▶ **Exercise**:
Every line of the following records that includes "white" should be copied.

▶ **Provided records**:
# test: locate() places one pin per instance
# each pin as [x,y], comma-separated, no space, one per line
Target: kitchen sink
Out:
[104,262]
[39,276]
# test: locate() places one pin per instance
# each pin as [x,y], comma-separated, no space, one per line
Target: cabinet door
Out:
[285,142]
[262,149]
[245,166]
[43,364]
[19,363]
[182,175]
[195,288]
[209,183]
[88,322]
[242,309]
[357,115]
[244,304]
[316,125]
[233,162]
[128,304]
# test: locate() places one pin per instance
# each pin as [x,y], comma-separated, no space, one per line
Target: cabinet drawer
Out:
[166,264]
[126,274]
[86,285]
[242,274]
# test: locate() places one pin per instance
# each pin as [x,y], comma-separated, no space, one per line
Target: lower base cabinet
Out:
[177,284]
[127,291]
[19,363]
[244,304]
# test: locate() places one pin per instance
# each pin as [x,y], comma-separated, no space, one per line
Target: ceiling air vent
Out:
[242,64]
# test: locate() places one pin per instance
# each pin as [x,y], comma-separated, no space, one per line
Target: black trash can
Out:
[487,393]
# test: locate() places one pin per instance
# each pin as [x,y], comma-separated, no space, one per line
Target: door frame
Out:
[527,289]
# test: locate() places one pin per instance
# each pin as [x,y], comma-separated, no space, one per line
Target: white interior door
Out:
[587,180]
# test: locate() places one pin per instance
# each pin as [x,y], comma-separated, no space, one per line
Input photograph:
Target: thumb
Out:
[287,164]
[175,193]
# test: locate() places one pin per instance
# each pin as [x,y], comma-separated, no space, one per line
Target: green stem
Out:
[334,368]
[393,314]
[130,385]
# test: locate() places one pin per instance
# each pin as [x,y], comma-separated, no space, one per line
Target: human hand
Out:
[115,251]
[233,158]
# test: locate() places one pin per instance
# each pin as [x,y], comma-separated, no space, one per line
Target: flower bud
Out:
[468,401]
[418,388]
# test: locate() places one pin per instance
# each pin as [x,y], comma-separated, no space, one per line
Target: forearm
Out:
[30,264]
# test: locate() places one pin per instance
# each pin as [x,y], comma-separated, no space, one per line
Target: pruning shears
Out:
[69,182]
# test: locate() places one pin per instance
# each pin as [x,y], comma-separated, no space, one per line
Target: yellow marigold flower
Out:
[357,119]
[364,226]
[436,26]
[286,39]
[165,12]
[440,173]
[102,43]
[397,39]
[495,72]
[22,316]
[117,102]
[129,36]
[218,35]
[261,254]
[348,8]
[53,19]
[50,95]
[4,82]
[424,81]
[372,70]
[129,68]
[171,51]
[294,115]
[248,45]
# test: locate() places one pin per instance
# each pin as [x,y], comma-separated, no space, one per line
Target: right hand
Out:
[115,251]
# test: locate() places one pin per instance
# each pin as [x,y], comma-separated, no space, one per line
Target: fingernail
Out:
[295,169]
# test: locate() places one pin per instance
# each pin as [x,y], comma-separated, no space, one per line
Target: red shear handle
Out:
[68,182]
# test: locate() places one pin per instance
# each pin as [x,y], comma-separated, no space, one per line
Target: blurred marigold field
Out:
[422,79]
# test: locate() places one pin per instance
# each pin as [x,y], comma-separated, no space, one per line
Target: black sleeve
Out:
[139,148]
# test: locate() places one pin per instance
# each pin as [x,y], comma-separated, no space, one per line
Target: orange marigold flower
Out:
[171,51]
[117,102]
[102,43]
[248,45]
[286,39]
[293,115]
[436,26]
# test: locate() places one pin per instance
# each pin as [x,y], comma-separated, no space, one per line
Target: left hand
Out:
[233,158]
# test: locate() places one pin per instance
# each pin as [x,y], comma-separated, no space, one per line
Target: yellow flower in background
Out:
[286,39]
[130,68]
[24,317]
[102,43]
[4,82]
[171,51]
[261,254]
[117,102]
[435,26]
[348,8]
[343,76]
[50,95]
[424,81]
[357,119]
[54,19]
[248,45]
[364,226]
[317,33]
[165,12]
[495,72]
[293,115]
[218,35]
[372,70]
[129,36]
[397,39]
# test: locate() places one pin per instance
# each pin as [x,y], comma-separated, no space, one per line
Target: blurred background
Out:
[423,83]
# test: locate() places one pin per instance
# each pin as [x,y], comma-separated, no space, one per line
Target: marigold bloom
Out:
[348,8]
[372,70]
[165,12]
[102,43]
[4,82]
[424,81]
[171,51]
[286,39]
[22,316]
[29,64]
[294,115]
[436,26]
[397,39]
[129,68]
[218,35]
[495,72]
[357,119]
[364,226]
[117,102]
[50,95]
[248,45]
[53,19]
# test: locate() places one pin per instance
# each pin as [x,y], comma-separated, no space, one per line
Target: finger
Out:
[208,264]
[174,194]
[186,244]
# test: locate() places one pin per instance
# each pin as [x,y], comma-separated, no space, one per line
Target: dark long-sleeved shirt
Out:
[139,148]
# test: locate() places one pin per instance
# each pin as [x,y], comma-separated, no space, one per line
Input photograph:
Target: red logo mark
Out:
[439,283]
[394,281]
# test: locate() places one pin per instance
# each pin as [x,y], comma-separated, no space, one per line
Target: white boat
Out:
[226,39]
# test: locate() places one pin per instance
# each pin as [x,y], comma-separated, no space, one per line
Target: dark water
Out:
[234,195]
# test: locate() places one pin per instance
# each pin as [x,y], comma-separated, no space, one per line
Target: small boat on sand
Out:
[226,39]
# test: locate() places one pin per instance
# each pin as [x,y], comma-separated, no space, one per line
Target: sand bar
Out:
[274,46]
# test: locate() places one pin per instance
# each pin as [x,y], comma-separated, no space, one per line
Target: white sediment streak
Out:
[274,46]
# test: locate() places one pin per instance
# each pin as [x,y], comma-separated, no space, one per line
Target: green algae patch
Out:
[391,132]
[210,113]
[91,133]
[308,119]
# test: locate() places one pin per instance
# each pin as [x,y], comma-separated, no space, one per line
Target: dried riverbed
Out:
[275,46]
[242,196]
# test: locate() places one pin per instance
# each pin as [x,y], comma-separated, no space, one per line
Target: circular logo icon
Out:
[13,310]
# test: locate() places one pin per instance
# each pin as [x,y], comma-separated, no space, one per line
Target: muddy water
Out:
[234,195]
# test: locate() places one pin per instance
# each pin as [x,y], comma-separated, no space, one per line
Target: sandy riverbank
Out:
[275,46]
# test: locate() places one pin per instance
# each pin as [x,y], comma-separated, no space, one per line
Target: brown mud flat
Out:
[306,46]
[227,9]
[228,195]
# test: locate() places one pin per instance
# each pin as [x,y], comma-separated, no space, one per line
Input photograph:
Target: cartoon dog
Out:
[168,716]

▶ **Exercise answer**:
Target: white interior door
Target: white boat
Target: white sediment streak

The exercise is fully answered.